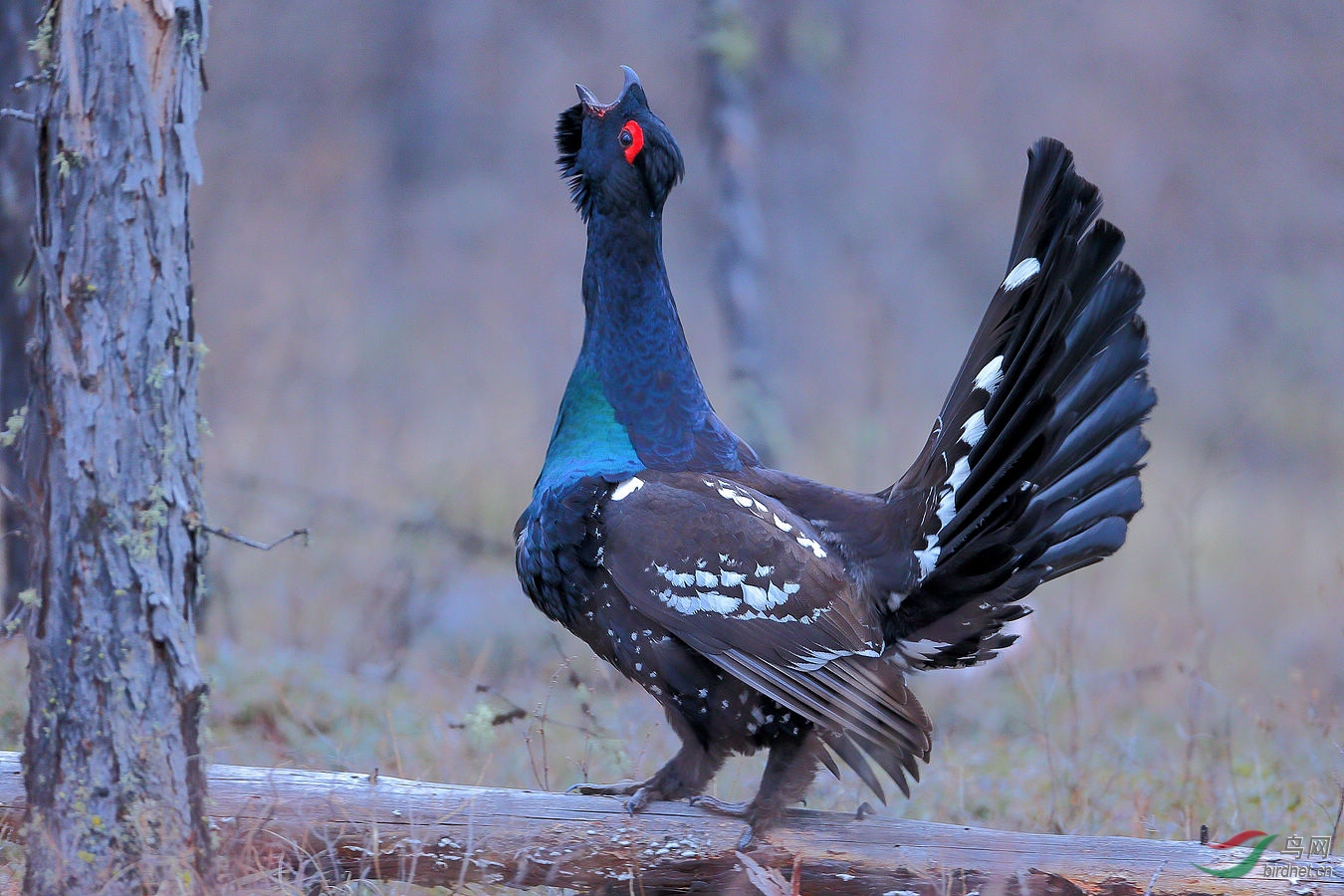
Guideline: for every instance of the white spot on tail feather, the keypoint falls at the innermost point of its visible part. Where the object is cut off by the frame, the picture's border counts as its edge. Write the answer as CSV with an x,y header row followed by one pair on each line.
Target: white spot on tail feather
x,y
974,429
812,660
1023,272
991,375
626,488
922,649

* * *

▶ TASK DESCRIPTION: Leaving each image aside, repeat the listing above exactly.

▶ WRITTEN SOLUTION:
Guideline: for every instance of the white spot on tail feather, the keypoint falls at the innermost point of its visible part. Where the object is cut off by the frame, the picture's border counts as its edge. Write the answer as CSV with an x,y header row followed by one pair on each line.
Target: white spot on tail feather
x,y
974,429
812,660
1023,272
991,375
626,488
922,649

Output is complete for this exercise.